### Instructions to follow
Return the records word for word. Pictures do not belong in the copy.

Images for object localization
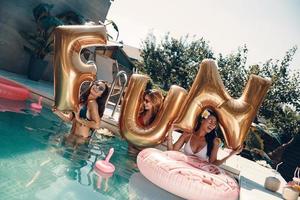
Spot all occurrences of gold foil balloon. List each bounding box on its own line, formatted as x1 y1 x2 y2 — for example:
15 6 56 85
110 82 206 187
173 59 271 149
53 25 107 111
119 74 187 147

### Written answer
Spot all occurrences of gold foil balloon. List each bounding box on its own line, formatted as x1 y1 x2 y2 — for example:
15 6 56 85
110 82 206 187
173 59 271 149
53 25 107 111
119 74 187 147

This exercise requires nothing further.